_WHAT TO DO_: Once the line containing "Task: indicate the distant hill" is found in the data below, output that line and every line after it through the last, unchanged and with nothing else.

_SOURCE RECORDS_:
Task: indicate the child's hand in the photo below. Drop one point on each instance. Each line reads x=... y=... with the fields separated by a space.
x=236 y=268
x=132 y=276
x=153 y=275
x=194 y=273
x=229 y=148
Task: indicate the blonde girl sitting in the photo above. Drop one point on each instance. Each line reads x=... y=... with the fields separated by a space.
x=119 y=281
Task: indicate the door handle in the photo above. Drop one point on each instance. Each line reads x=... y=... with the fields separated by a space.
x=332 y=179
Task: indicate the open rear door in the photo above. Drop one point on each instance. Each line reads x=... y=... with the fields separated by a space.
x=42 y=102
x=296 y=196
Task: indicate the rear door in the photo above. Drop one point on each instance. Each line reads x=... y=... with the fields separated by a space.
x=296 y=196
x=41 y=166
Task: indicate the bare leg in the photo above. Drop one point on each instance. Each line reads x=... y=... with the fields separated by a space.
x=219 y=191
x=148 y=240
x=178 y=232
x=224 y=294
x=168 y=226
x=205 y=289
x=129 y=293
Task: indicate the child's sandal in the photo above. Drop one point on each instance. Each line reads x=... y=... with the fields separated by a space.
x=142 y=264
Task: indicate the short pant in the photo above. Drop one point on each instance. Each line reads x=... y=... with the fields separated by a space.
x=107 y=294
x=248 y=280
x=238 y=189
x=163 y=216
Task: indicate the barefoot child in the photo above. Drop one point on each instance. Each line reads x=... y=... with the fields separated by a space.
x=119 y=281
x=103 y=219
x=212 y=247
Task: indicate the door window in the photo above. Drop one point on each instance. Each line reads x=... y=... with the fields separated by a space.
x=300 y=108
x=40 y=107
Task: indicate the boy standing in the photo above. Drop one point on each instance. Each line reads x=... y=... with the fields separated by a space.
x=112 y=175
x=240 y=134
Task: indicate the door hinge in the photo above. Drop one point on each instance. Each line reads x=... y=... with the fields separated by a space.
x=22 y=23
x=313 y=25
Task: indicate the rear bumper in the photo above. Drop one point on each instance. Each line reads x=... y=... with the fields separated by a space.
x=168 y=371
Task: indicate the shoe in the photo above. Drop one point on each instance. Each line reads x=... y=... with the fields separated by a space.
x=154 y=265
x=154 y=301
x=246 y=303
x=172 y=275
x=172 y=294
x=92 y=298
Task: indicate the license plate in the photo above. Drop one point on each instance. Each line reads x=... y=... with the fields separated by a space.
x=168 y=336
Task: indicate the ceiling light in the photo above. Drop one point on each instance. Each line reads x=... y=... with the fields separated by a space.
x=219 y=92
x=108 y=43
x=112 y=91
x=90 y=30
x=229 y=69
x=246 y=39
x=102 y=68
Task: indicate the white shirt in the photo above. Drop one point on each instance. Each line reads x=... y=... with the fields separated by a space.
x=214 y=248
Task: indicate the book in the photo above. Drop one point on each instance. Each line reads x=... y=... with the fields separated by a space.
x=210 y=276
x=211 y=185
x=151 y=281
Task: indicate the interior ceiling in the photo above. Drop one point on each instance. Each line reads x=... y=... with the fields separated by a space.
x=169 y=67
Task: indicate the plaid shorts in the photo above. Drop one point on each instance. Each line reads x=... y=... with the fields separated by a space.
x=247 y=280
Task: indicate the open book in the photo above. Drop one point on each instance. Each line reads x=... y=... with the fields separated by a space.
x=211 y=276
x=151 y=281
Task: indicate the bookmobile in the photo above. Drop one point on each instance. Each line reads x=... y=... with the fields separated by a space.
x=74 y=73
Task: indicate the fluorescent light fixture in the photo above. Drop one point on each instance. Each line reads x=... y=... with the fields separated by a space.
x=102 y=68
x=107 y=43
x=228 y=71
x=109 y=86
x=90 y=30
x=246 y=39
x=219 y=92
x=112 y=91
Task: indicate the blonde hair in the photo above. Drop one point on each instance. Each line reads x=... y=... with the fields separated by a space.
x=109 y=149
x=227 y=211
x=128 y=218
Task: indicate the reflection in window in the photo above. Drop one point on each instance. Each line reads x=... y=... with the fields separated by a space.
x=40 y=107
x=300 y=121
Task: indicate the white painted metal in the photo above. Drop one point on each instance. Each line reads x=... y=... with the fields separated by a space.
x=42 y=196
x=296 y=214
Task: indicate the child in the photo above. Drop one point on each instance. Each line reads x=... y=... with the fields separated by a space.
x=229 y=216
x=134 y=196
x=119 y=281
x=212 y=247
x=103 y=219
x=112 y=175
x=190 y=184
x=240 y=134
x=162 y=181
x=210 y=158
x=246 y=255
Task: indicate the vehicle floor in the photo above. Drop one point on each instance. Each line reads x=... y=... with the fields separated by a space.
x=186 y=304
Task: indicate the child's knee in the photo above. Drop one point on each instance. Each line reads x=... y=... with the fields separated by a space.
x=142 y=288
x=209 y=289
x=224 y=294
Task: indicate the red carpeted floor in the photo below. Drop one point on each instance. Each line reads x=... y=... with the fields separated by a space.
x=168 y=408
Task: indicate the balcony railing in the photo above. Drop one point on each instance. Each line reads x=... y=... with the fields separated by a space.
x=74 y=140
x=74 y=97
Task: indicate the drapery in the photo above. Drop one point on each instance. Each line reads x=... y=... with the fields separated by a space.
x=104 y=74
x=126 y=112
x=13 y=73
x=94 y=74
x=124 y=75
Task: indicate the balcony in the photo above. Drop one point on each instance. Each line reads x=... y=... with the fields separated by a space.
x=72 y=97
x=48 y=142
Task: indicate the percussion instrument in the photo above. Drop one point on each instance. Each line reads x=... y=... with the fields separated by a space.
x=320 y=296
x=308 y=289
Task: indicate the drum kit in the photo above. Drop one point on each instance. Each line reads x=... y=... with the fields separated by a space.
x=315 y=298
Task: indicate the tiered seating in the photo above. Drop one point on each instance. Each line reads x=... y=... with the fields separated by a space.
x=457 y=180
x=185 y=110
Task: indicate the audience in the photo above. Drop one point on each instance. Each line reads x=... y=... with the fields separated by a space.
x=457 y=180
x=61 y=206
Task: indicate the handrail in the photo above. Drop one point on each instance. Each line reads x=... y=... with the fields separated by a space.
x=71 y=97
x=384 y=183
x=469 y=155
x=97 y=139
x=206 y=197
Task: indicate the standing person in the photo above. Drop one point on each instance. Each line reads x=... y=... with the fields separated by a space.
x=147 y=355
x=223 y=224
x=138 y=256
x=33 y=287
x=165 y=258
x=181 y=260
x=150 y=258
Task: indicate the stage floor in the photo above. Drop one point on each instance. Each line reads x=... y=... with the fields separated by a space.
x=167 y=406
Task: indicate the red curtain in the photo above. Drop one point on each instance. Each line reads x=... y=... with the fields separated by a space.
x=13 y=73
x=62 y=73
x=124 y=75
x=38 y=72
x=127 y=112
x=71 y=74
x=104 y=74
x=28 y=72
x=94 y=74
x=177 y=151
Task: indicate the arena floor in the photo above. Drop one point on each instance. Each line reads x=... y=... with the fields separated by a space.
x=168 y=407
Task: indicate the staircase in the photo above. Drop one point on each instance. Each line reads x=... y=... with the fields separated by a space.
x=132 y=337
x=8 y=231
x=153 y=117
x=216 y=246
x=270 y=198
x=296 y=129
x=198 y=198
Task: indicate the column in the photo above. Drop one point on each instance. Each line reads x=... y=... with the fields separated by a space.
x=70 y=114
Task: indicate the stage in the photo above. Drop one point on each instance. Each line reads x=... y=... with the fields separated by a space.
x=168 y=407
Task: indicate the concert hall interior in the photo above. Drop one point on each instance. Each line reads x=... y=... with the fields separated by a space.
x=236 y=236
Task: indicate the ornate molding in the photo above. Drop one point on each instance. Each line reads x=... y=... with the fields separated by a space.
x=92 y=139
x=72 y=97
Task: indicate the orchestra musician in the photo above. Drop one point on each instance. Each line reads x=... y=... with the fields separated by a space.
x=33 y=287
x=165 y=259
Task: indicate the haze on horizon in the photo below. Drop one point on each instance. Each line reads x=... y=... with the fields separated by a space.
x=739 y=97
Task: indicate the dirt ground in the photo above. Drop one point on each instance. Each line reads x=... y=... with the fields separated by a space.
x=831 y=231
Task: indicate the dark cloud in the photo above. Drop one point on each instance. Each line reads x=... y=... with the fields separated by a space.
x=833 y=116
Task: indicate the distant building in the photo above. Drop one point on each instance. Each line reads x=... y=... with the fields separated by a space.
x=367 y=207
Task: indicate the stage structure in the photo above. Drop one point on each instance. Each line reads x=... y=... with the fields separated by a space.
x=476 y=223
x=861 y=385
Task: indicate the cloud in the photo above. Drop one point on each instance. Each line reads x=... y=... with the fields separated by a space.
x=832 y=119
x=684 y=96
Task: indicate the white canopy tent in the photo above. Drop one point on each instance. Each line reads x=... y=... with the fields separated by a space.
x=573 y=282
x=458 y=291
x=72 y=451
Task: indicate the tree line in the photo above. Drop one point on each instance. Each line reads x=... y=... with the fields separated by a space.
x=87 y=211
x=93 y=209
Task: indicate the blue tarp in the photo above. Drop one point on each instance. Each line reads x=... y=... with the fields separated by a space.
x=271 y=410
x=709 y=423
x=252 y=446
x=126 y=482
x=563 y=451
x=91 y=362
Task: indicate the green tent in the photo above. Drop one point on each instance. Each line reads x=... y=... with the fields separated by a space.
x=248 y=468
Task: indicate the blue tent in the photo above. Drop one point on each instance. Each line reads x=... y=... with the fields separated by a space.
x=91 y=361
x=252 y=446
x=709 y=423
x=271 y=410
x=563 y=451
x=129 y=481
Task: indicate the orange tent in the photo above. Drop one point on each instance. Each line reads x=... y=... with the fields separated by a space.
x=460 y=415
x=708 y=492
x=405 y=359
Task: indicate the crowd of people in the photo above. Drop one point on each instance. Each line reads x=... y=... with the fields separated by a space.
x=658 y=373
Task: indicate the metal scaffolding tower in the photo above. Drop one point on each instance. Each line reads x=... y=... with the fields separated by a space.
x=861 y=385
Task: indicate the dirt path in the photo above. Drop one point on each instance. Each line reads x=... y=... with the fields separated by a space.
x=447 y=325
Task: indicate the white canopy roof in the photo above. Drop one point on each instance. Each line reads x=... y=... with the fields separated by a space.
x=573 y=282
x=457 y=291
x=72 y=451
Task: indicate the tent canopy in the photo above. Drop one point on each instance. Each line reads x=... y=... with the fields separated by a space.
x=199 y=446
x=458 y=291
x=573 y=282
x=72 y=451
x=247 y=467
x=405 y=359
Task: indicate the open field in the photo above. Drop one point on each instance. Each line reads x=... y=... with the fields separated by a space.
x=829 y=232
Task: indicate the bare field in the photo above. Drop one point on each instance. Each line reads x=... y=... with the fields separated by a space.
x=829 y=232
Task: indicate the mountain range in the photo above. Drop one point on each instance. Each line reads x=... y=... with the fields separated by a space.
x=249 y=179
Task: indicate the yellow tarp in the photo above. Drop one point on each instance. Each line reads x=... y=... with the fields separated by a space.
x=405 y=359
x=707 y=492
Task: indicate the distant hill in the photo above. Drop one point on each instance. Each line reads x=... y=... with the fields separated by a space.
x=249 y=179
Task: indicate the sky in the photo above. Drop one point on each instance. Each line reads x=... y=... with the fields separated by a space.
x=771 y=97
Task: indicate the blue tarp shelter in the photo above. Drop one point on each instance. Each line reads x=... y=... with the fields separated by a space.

_YOUR SOLUTION_:
Task: indicate the distant hill in the photo above. Drop one point on each instance. Each line reads x=... y=... with the fields separated by a space.
x=249 y=179
Task: indicate the sky in the photo above. Drop one point on each instance. Each line reads x=... y=... with the fields separated by a space.
x=771 y=97
Task: indicate the blue tarp shelter in the photo above. Drop one point on each instance. Each line reads x=... y=... with the fields separated by a space.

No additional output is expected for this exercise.